## [Written exercise A]
Find every line in the records that contains the string "wooden", and copy each of those lines. Case counts.

## [Selection]
Begin
La Soiree
At the Riverfront Theatre
By Dan Zeff
Chicago – Take a handful of world class circus acts, add a bit of cabaret and burlesque, and you have “La Soiree,” the entirely enjoyable show in town for two weeks at the Riverfront Theatre.
“La Soiree” originated at the 2004 Edinburgh Fringe Festival, drew positive reviews, and took its show on the road through western Europe and onto Australia, Montreal, New York City, and now, happily, to Chicago.
The production fits nicely in the informality of the Riverfront Theatre tent, which has been converted into a theater-in-the round. The audience surrounds a tiny circular stage that accommodates most of the performances, though the action extends into the aisles and even atop a piano at the side.
The show starts with a beefy baritone vocalist named Le Gateau Chocolat singing as he strides from the entrance to the stage, outfitted like a cross between Liberace and Ru Paul. The man looks bizarre but he has a solid operatic singing voice and he sets the tone for the evening, campy but artistic.

Photo by Michael Brosilow
“La Soiree” is filled with the kind of quality specialty acts one expects from a Cirque du Soleil or a Ringing Brothers circus. Denis Lock and Hamish McCann form a team of dazzling hand balancers. They call themselves the English Gents and enter dressed in natty suits and bowler hats and carrying rolled umbrellas. The pair immediately launch into a stunning series of balancing stunts that display remarkable strength and concentration, more impressive because the Gents are each slender lightweights. They later appear separately, one doing jaw dropping balancing stunts on a lamp post and the other performing assorted hand stands on a very tall stack of chairs. For their finale, the Gents strip down to their skivvies emblazoned with the Union Jack flag. Stripping is an integral part of this production, about which more later.
End
## [Extracted records]
Begin
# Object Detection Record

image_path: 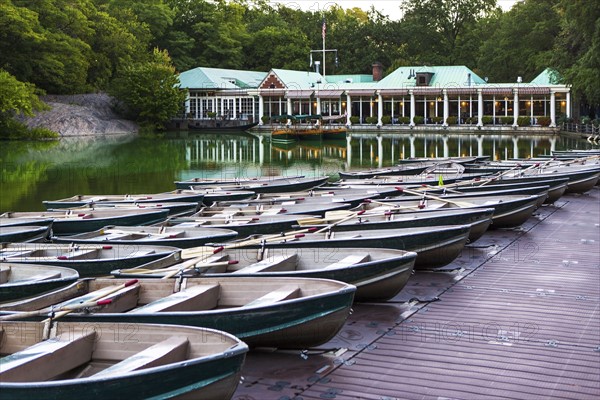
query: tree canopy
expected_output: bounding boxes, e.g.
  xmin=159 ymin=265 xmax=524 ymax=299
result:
xmin=0 ymin=0 xmax=600 ymax=129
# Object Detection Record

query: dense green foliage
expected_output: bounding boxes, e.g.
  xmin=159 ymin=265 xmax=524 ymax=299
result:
xmin=0 ymin=0 xmax=600 ymax=136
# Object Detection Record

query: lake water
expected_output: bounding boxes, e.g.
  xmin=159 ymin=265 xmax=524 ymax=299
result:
xmin=0 ymin=133 xmax=588 ymax=212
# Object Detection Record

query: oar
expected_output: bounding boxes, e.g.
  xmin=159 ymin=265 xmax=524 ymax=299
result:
xmin=396 ymin=189 xmax=474 ymax=207
xmin=0 ymin=279 xmax=138 ymax=323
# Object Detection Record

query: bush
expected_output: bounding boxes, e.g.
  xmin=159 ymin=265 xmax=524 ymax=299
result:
xmin=538 ymin=117 xmax=552 ymax=126
xmin=481 ymin=115 xmax=494 ymax=125
xmin=517 ymin=117 xmax=531 ymax=126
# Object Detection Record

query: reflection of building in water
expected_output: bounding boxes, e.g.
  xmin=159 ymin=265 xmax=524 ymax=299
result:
xmin=186 ymin=133 xmax=568 ymax=175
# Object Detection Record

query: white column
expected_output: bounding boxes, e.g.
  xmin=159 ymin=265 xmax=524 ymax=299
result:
xmin=513 ymin=89 xmax=519 ymax=128
xmin=258 ymin=96 xmax=265 ymax=125
xmin=346 ymin=93 xmax=352 ymax=126
xmin=377 ymin=94 xmax=383 ymax=126
xmin=442 ymin=89 xmax=450 ymax=126
xmin=550 ymin=92 xmax=556 ymax=128
xmin=408 ymin=90 xmax=416 ymax=126
xmin=477 ymin=89 xmax=483 ymax=127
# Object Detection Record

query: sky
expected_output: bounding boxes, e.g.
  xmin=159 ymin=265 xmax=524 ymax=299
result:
xmin=269 ymin=0 xmax=517 ymax=20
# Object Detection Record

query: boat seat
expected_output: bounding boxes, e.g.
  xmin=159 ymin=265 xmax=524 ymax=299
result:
xmin=57 ymin=284 xmax=140 ymax=314
xmin=93 ymin=336 xmax=189 ymax=378
xmin=0 ymin=330 xmax=96 ymax=382
xmin=246 ymin=285 xmax=302 ymax=307
xmin=232 ymin=253 xmax=298 ymax=274
xmin=6 ymin=271 xmax=62 ymax=283
xmin=325 ymin=253 xmax=371 ymax=269
xmin=0 ymin=265 xmax=10 ymax=285
xmin=129 ymin=284 xmax=220 ymax=314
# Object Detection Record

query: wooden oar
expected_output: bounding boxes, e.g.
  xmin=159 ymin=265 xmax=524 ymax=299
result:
xmin=0 ymin=279 xmax=138 ymax=323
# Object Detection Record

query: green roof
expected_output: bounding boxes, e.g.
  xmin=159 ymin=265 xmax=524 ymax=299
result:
xmin=179 ymin=67 xmax=267 ymax=89
xmin=377 ymin=65 xmax=486 ymax=89
xmin=531 ymin=68 xmax=561 ymax=85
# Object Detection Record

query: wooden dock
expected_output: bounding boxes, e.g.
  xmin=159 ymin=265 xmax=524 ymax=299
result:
xmin=233 ymin=186 xmax=600 ymax=400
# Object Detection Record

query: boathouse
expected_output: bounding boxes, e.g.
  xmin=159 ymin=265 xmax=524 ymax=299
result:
xmin=180 ymin=63 xmax=571 ymax=128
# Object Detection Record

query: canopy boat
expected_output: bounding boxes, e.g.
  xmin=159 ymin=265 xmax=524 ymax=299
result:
xmin=338 ymin=165 xmax=428 ymax=179
xmin=52 ymin=225 xmax=237 ymax=249
xmin=191 ymin=202 xmax=350 ymax=218
xmin=43 ymin=191 xmax=204 ymax=210
xmin=216 ymin=225 xmax=471 ymax=269
xmin=176 ymin=176 xmax=329 ymax=193
xmin=0 ymin=208 xmax=169 ymax=235
xmin=298 ymin=208 xmax=494 ymax=243
xmin=0 ymin=243 xmax=179 ymax=277
xmin=358 ymin=194 xmax=546 ymax=229
xmin=0 ymin=321 xmax=248 ymax=400
xmin=112 ymin=247 xmax=417 ymax=301
xmin=0 ymin=262 xmax=79 ymax=303
xmin=0 ymin=277 xmax=356 ymax=349
xmin=175 ymin=175 xmax=304 ymax=190
xmin=0 ymin=225 xmax=50 ymax=242
xmin=163 ymin=213 xmax=316 ymax=237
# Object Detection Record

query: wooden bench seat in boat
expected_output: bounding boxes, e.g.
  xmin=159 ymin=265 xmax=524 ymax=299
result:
xmin=57 ymin=284 xmax=140 ymax=313
xmin=246 ymin=285 xmax=301 ymax=307
xmin=129 ymin=284 xmax=221 ymax=314
xmin=0 ymin=265 xmax=10 ymax=285
xmin=232 ymin=253 xmax=298 ymax=274
xmin=93 ymin=336 xmax=189 ymax=378
xmin=325 ymin=253 xmax=371 ymax=269
xmin=0 ymin=271 xmax=61 ymax=284
xmin=0 ymin=331 xmax=96 ymax=382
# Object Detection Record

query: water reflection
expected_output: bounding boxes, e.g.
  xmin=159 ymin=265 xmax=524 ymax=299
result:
xmin=0 ymin=132 xmax=589 ymax=212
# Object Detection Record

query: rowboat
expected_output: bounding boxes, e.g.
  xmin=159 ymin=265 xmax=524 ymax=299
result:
xmin=0 ymin=208 xmax=169 ymax=235
xmin=52 ymin=225 xmax=237 ymax=249
xmin=0 ymin=321 xmax=248 ymax=400
xmin=162 ymin=214 xmax=316 ymax=237
xmin=175 ymin=176 xmax=329 ymax=193
xmin=296 ymin=208 xmax=494 ymax=243
xmin=112 ymin=247 xmax=417 ymax=301
xmin=0 ymin=225 xmax=50 ymax=242
xmin=357 ymin=195 xmax=545 ymax=229
xmin=42 ymin=191 xmax=204 ymax=210
xmin=191 ymin=202 xmax=350 ymax=217
xmin=175 ymin=175 xmax=304 ymax=189
xmin=0 ymin=262 xmax=79 ymax=303
xmin=0 ymin=277 xmax=356 ymax=349
xmin=338 ymin=165 xmax=428 ymax=179
xmin=221 ymin=225 xmax=471 ymax=269
xmin=0 ymin=243 xmax=179 ymax=277
xmin=56 ymin=201 xmax=200 ymax=217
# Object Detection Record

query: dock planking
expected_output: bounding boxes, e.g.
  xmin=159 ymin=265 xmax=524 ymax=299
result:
xmin=233 ymin=187 xmax=600 ymax=400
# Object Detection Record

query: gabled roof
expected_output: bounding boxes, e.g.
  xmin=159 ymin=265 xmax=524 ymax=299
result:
xmin=531 ymin=68 xmax=561 ymax=85
xmin=378 ymin=65 xmax=486 ymax=89
xmin=263 ymin=68 xmax=325 ymax=90
xmin=179 ymin=67 xmax=267 ymax=89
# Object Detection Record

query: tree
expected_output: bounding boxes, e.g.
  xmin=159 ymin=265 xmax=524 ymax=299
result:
xmin=477 ymin=0 xmax=560 ymax=82
xmin=109 ymin=48 xmax=186 ymax=129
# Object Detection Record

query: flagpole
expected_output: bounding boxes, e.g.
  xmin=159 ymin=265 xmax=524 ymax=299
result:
xmin=321 ymin=18 xmax=326 ymax=78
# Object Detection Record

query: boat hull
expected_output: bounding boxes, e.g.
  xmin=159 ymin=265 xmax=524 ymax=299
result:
xmin=0 ymin=321 xmax=248 ymax=400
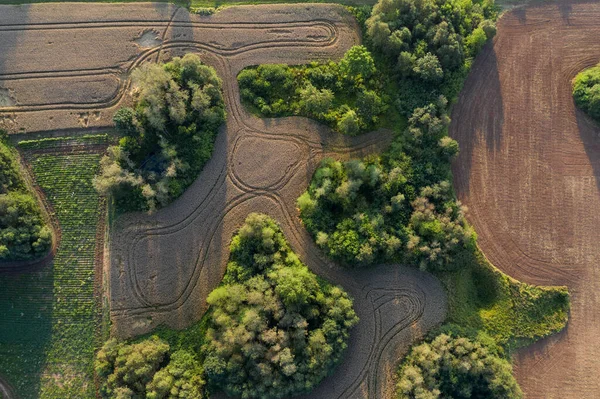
End
## [Written exercise B]
Answer these questions from the review of "La Soiree":
(i) At which festival, and in what year, did "La Soiree" originate?
(ii) What is the name of the baritone vocalist who opens the show?
(iii) What do the English Gents carry when they first enter?

## [Full answer A]
query: wooden oar
query: wooden dock
query: wooden bench seat in boat

## [Full answer B]
(i) It originated at the Edinburgh Fringe Festival in 2004.
(ii) The vocalist is named Le Gateau Chocolat.
(iii) They carry rolled umbrellas.